Given task. Copy every entry below line for line, without changing a single character.

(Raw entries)
--
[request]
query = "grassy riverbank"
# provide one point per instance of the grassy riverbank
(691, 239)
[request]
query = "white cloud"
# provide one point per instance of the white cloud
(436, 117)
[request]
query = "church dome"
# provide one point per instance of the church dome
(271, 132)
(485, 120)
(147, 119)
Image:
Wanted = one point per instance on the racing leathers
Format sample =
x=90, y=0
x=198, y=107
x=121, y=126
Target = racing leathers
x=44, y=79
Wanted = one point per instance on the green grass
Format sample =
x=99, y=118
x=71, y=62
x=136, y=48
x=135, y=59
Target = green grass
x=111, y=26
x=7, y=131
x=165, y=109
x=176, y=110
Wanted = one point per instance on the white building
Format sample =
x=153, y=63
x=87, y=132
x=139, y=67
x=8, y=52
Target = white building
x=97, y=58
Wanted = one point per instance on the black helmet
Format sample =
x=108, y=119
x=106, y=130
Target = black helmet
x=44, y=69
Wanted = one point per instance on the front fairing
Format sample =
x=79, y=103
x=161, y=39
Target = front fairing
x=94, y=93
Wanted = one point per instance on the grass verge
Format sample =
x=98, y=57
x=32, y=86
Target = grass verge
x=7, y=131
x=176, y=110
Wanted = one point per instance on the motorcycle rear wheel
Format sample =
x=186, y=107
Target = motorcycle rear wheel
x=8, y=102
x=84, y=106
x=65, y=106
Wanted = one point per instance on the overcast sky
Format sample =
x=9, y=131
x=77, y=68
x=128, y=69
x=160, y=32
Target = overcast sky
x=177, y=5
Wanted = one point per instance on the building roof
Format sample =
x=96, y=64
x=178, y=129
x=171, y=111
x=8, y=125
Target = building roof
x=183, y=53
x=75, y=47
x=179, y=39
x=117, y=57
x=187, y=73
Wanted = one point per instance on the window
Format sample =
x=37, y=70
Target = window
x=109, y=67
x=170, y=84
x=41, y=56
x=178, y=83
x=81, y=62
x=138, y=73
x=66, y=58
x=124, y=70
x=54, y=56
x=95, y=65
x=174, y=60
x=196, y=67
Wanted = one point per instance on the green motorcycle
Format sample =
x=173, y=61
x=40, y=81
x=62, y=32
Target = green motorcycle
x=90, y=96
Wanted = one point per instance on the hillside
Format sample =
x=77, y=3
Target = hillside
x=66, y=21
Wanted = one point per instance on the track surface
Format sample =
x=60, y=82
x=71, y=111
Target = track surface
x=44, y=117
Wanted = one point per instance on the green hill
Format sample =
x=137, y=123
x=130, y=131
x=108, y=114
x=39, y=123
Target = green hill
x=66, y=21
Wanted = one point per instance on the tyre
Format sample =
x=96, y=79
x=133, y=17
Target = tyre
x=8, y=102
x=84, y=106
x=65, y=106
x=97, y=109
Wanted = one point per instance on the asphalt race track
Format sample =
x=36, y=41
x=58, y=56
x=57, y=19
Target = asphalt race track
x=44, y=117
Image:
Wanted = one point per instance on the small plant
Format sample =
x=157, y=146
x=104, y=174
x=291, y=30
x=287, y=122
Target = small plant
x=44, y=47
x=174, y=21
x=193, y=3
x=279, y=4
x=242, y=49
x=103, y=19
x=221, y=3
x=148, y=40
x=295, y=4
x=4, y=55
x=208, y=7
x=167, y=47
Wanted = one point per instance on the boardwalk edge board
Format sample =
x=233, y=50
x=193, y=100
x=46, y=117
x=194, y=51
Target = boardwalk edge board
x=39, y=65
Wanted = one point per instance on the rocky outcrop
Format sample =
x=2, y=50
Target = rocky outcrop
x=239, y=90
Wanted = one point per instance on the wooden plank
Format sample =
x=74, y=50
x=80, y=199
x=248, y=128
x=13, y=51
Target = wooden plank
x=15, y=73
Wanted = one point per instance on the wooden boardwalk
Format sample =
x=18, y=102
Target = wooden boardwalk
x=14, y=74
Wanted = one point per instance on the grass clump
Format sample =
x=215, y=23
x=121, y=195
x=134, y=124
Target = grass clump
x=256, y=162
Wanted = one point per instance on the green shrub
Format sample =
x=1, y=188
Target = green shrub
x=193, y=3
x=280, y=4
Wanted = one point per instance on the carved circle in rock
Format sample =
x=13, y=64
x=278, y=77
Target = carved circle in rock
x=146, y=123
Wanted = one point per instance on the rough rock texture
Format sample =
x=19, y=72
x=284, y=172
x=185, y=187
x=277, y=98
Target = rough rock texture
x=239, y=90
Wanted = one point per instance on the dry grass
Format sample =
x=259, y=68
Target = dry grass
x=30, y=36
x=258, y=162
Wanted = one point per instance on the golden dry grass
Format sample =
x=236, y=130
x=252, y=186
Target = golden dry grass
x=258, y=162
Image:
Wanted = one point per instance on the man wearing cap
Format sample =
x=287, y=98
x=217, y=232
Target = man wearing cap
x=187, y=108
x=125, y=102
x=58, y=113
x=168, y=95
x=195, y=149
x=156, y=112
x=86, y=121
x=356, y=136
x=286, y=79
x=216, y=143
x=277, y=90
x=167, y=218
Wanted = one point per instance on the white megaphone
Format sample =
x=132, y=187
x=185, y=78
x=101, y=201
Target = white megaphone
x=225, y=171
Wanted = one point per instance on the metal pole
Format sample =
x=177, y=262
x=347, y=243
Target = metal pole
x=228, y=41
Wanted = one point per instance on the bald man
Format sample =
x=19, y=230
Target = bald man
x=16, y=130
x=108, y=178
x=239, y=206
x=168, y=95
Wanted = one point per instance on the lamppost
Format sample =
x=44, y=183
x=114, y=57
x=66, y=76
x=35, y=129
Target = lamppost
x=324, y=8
--
Response.
[request]
query = "grassy riverbank"
# provide one point per instance of the grassy riverbank
(691, 239)
[request]
query = "white cloud"
# provide one point per instance of the white cloud
(436, 117)
[request]
query = "church dome"
# provide one point per instance of the church dome
(271, 132)
(485, 120)
(147, 119)
Image:
Wanted = one point per instance on the racing leathers
Format sample =
x=90, y=0
x=198, y=107
x=121, y=126
Target = racing leathers
x=44, y=79
Wanted = one point per instance on the green grass
Format sample =
x=99, y=118
x=71, y=62
x=136, y=48
x=135, y=59
Target = green grass
x=111, y=26
x=7, y=131
x=165, y=109
x=176, y=110
Wanted = one point per instance on the white building
Format sample =
x=153, y=63
x=87, y=132
x=139, y=67
x=8, y=52
Target = white building
x=97, y=58
Wanted = one point per instance on the black helmet
Format sample =
x=108, y=119
x=106, y=130
Target = black helmet
x=44, y=69
Wanted = one point per instance on the front fairing
Format sample =
x=79, y=103
x=161, y=39
Target = front fairing
x=94, y=93
Wanted = one point per instance on the grass verge
Format sample =
x=98, y=57
x=32, y=86
Target = grass verge
x=7, y=131
x=176, y=110
Wanted = one point per instance on the motorcycle rear wheel
Format sample =
x=186, y=107
Target = motorcycle rear wheel
x=8, y=102
x=84, y=106
x=65, y=106
Wanted = one point per instance on the overcast sky
Format sample =
x=9, y=131
x=77, y=68
x=128, y=69
x=160, y=32
Target = overcast sky
x=177, y=5
Wanted = one point per instance on the building roof
Format sample =
x=96, y=64
x=178, y=129
x=171, y=111
x=8, y=125
Target = building roof
x=183, y=53
x=75, y=47
x=179, y=39
x=117, y=57
x=187, y=73
Wanted = one point per instance on the window
Format sample =
x=37, y=70
Target = window
x=109, y=67
x=170, y=84
x=41, y=56
x=178, y=83
x=81, y=62
x=138, y=73
x=66, y=58
x=124, y=70
x=54, y=56
x=95, y=65
x=174, y=60
x=196, y=67
Wanted = one point per instance on the green motorcycle
Format sample =
x=173, y=61
x=40, y=81
x=62, y=32
Target = green motorcycle
x=90, y=96
Wanted = one point per instance on the hillside
Format sample =
x=77, y=3
Target = hillside
x=66, y=21
Wanted = one point per instance on the track surface
Format sample =
x=60, y=82
x=71, y=111
Target = track surface
x=44, y=117
Wanted = one point per instance on the green hill
Format sample =
x=137, y=123
x=130, y=131
x=108, y=114
x=39, y=123
Target = green hill
x=66, y=21
Wanted = one point per instance on the tyre
Format sample =
x=96, y=79
x=133, y=17
Target = tyre
x=8, y=102
x=84, y=106
x=65, y=106
x=97, y=109
Wanted = one point per instance on the asphalt race track
Format sample =
x=36, y=41
x=58, y=56
x=57, y=19
Target = asphalt race track
x=44, y=117
Image:
Wanted = one point per instance on the small plant
Format sample =
x=157, y=146
x=104, y=174
x=291, y=30
x=287, y=122
Target = small plant
x=44, y=47
x=174, y=21
x=193, y=3
x=279, y=4
x=242, y=49
x=103, y=19
x=221, y=3
x=148, y=40
x=295, y=4
x=4, y=55
x=208, y=7
x=167, y=47
Wanted = one point per instance on the boardwalk edge board
Format sample =
x=233, y=50
x=193, y=100
x=46, y=117
x=194, y=51
Target = boardwalk edge board
x=39, y=65
Wanted = one point per instance on the rocky outcrop
Format sample =
x=2, y=50
Target = rocky outcrop
x=239, y=90
Wanted = one point per instance on the wooden plank
Format sample =
x=74, y=50
x=80, y=199
x=248, y=128
x=13, y=51
Target = wooden plank
x=15, y=73
Wanted = one point per instance on the wooden boardwalk
Format sample =
x=18, y=102
Target = wooden boardwalk
x=14, y=74
Wanted = one point per instance on the grass clump
Format sample =
x=215, y=23
x=121, y=195
x=134, y=124
Target = grass clump
x=256, y=162
Wanted = one point per instance on the green shrub
Format sample =
x=1, y=188
Target = green shrub
x=193, y=3
x=280, y=4
Wanted = one point per instance on the carved circle in rock
Format sample =
x=13, y=64
x=278, y=77
Target = carved circle in rock
x=146, y=123
Wanted = one point per instance on the rough rock texture
Format sample =
x=19, y=72
x=284, y=172
x=185, y=187
x=277, y=98
Target = rough rock texture
x=239, y=90
Wanted = one point per instance on the dry grass
Format sample =
x=259, y=68
Target = dry grass
x=30, y=36
x=258, y=162
Wanted = one point per instance on the golden dry grass
Format sample =
x=236, y=130
x=252, y=186
Target = golden dry grass
x=258, y=162
Image:
Wanted = one point per instance on the man wearing cap
Format sample =
x=287, y=98
x=217, y=232
Target = man wearing cap
x=187, y=108
x=125, y=102
x=58, y=113
x=168, y=95
x=195, y=149
x=156, y=112
x=86, y=121
x=356, y=136
x=286, y=79
x=216, y=143
x=277, y=90
x=167, y=218
Wanted = one point per instance on the white megaphone
Format sample =
x=132, y=187
x=185, y=78
x=101, y=201
Target = white megaphone
x=225, y=171
Wanted = one point per instance on the metal pole
Format sample =
x=177, y=262
x=347, y=243
Target = metal pole
x=228, y=41
Wanted = one point per instance on the bald man
Format sample =
x=19, y=230
Target = bald man
x=16, y=130
x=108, y=178
x=239, y=206
x=168, y=95
Wanted = one point per instance on the lamppost
Format sample =
x=44, y=183
x=114, y=57
x=66, y=76
x=35, y=129
Target = lamppost
x=324, y=8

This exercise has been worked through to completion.